-- MATERIAL TO PROCESS --
## Begin
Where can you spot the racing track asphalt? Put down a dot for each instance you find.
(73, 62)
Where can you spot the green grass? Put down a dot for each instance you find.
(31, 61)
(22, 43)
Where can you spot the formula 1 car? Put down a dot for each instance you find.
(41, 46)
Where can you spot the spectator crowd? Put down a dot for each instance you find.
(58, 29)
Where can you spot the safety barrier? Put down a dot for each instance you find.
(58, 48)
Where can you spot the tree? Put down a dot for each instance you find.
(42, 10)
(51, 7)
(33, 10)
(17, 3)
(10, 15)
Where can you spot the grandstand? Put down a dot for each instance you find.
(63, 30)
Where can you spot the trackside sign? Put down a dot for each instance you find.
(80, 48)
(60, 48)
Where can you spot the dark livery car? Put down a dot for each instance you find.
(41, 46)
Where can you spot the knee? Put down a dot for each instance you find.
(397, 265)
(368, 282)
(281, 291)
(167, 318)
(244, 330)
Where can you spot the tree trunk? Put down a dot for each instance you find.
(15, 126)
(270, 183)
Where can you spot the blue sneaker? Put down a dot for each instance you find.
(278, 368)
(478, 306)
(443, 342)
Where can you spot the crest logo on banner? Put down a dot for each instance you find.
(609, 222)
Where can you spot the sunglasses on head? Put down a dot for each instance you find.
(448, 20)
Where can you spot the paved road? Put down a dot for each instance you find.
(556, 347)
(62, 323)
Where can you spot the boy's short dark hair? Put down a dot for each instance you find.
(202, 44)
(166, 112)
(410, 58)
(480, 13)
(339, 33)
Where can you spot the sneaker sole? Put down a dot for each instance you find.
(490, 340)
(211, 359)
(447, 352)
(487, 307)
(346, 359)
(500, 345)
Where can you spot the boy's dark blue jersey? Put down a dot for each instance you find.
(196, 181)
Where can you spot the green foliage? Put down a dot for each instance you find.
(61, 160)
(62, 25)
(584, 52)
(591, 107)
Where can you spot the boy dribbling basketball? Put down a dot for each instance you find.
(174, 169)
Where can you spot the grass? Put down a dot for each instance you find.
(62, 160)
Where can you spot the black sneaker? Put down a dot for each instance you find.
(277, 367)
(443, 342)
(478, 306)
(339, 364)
## End
-- WRITTEN EXERCISE --
Pull out every line from the one with "Where can you spot the blue" to the end of the listing, and output only those.

-- FULL SOLUTION --
Where can you spot the blue sneaker? Put down a dot for each instance you find.
(278, 368)
(478, 306)
(443, 342)
Where can you spot the crest logo on banner? Put down a dot for each instance you find.
(609, 222)
Where can you spot the sunglasses on head? Put down a dot for each instance you find.
(448, 20)
Where can you spot the paved road? Put down a dot for each instance you find.
(556, 347)
(62, 323)
Where can you spot the boy's short dark hair? Put down a dot for each instance you find.
(202, 44)
(166, 112)
(410, 58)
(480, 13)
(339, 33)
Where can you spot the sneaker sole? Put down a dot for each instance you find.
(490, 340)
(211, 359)
(447, 352)
(487, 307)
(346, 359)
(500, 345)
Where can you spot the boy's dark blue jersey? Put down a dot for each instance you find.
(196, 181)
Where can you spot the green foliage? Put down a dot for each instance you find.
(61, 160)
(62, 25)
(584, 52)
(591, 107)
Where can you spot the boy dribbling basketball? Put down a dot for each instance you find.
(174, 169)
Where can you spot the grass? Put down a dot for each instance you find.
(62, 160)
Where can you spot the black sneaker? Put down a dot for each instance you find.
(277, 367)
(443, 342)
(478, 306)
(339, 364)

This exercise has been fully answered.